→ **WHAT TO DO**:
Print every item below verbatim, omitting the pictures.

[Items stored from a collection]
begin
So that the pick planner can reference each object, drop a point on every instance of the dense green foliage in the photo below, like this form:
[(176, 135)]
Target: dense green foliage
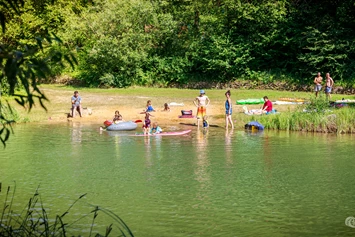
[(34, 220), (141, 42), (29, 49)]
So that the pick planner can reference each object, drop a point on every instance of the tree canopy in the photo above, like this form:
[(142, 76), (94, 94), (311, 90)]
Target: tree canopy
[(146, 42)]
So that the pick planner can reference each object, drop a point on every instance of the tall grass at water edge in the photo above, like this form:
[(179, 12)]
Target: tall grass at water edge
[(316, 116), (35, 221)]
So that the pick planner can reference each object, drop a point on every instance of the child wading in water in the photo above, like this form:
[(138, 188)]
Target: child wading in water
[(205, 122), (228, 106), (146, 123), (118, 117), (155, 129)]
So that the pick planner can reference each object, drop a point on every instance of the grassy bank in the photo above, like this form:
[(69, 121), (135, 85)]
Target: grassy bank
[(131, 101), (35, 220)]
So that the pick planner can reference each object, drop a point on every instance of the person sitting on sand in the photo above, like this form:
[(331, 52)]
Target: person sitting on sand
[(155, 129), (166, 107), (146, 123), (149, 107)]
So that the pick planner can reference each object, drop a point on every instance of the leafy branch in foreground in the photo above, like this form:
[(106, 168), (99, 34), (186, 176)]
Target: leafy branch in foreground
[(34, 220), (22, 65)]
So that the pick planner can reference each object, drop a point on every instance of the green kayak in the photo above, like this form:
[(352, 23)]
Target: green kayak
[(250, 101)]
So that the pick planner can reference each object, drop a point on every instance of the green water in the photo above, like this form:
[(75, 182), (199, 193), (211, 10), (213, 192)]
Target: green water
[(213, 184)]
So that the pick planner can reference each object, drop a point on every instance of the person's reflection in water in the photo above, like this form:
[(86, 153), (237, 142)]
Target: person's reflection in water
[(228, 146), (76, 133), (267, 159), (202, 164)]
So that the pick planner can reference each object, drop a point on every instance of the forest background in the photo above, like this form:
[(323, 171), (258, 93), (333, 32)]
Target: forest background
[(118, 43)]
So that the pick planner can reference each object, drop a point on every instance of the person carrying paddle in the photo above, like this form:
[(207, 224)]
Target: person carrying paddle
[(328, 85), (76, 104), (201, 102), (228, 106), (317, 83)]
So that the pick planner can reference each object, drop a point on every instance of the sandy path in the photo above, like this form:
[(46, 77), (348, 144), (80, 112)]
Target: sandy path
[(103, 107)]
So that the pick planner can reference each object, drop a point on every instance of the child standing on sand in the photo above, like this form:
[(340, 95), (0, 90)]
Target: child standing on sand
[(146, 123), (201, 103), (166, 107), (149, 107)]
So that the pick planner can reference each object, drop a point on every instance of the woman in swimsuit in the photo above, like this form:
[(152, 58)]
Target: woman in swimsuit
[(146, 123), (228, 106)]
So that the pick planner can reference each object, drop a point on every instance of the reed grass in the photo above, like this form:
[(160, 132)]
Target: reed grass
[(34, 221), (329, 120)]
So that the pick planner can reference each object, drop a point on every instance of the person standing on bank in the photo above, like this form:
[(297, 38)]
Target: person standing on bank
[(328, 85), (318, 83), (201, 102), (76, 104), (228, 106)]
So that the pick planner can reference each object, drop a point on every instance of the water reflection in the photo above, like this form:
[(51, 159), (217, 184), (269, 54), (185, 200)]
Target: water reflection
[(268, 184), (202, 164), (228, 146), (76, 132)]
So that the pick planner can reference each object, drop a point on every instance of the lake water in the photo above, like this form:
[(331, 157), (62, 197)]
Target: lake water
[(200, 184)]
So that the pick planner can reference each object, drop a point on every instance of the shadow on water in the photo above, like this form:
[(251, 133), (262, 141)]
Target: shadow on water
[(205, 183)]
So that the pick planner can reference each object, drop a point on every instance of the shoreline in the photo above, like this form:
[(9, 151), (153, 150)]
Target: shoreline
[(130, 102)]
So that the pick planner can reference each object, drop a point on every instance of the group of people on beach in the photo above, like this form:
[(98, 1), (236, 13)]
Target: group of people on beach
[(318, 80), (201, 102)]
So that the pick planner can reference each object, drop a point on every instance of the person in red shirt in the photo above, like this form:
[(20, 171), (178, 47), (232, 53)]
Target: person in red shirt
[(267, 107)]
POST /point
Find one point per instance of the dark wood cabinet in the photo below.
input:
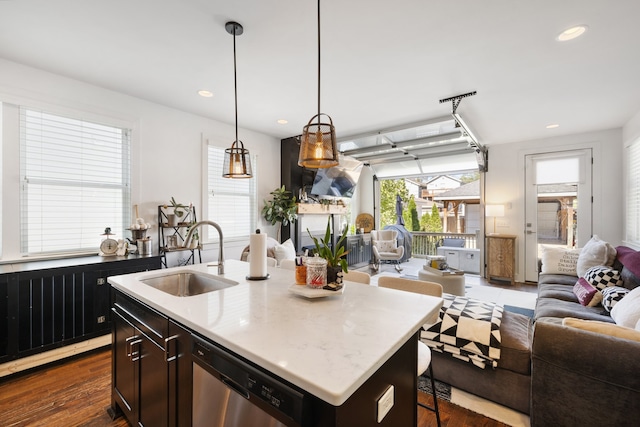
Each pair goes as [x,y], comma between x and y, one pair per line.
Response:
end
→ **EXPECTED ANSWER**:
So that the pick planner can reference each object, drop a point on every instance of the dense green foliage in the photo below, like this form:
[(176, 135)]
Target: dense green foliage
[(34, 220), (141, 42), (29, 49)]
So that the pick planner can reference each object, drop a point on every instance of the tree canopy in the photo above, like this form:
[(142, 76), (94, 94), (311, 90)]
Target: tree canopy
[(146, 42)]
So that the pick planner can reference each object, drop a point on every instance of the tall grass at water edge in the photo above, like this form:
[(179, 12)]
Target: tall grass at water edge
[(316, 116), (35, 221)]
So that the pick planner can reference each object, drop a point on every instance of the child wading in water in the photo above, like this form:
[(138, 188)]
Target: child wading in water
[(205, 122), (228, 106), (146, 123), (118, 117), (155, 129)]
So that the pick planner can reference each object, drop a point on every instance of the grassy bank in the photo above, like this form:
[(69, 121), (135, 85)]
Target: grassy bank
[(131, 101), (35, 220)]
So that the pick planner can reference each object, drop a point on every instance of the person sitting on sand in the photo above, like this form:
[(331, 52)]
Target: person sitting on sand
[(155, 129), (166, 107), (146, 123), (149, 107)]
So that the pick planner can reference each object, drop a point on every instance of the leafy branch in foreground in the photo above, like this form:
[(106, 168), (99, 34), (186, 176)]
Target: leafy branch in foreground
[(34, 220), (22, 65)]
So that the pick planner can reference each object, drop a point on every instance of the green kayak in the photo above, like this form:
[(352, 23)]
Target: green kayak
[(250, 101)]
So that the pick planner can reference each object, drop a point on every instance of the green water in the photo above, like this form:
[(75, 182), (199, 193), (211, 10), (213, 192)]
Target: green water
[(213, 184)]
So that the pick planner can reference each object, drop a point on every instance of the person's reflection in water in the photo above, like this form:
[(86, 153), (237, 142)]
Target: person's reflection in water
[(228, 146), (76, 133), (267, 159), (202, 164)]
So that the pick planner can reference each object, drop a point on every instance of the forest background in the photo above, like this form:
[(323, 171), (258, 93), (333, 32)]
Target: forest background
[(118, 43)]
So that the pick planner can reference each object, drop a point on every instance of the person carrying paddle in the photo above, like this form:
[(207, 224)]
Target: person carrying paddle
[(328, 85), (76, 104), (201, 102), (228, 106), (317, 83)]
So that the pick planner can reference each object, drop a point on every instance of the sandy path in the photo above, like this form:
[(46, 77), (348, 144), (80, 112)]
Target: sandy path
[(103, 107)]
So that the pick planner can reference each object, drop a point on every instance of the child standing on sand in the photo above, like this form:
[(340, 95), (0, 90)]
Target: child standing on sand
[(146, 123), (201, 103), (166, 107), (149, 107)]
So that the pick planner can reference each object, drop a point on every instance of the woman in swimsuit in the photo above, like this form:
[(152, 58)]
Target: woman in swimsuit
[(146, 123), (228, 106)]
So that the pick planner can reference each object, drop a point on every instance of the reed grass in the photo above, like this form:
[(160, 132)]
Target: reed grass
[(34, 221), (329, 120)]
So that the pick planner can reference each object, drop a point on every instance of the person standing on bank in the photo above, like this form:
[(297, 38)]
Target: person standing on bank
[(328, 85), (318, 83), (201, 102), (76, 104), (228, 106)]
So that the pick planner can reference each object, drop a point on every instance of the water reflection in the photo above, like this form:
[(51, 159), (217, 184), (269, 54), (185, 200)]
Target: water reflection
[(268, 184), (202, 164), (228, 146), (76, 132)]
So that the pick planner can reference each object, drop a point on every instance of the lake water in the photo above, like this form:
[(331, 157), (62, 197)]
Target: lake water
[(200, 184)]
So that the pick planner can reference each object, drop a point on every instance of the shadow on water in the photo above, like this form:
[(251, 133), (262, 141)]
Target: shadow on water
[(205, 183)]
So that the pick planner can reference each object, drop a point on every instance of the shoreline in the photo above, like this form:
[(9, 151), (153, 150)]
Target: shoreline
[(130, 102)]
So that the pick planner can reference each object, drop a point on every instance of the group of people on beach in the photo above, like this form:
[(98, 1), (236, 13)]
Target: group of people on beach
[(318, 80), (201, 102)]
So that the pick planner can reference each object, drop a point on every instance of the person in red shirt in the photo above, like this form:
[(20, 171), (178, 47), (232, 53)]
Target: person in red shirt
[(267, 107)]
POST /point
Find one point per instance of the dark wood cabinet in the photo below.
input:
Each pair goes as [x,y], comma between x and y, one pair per line.
Response:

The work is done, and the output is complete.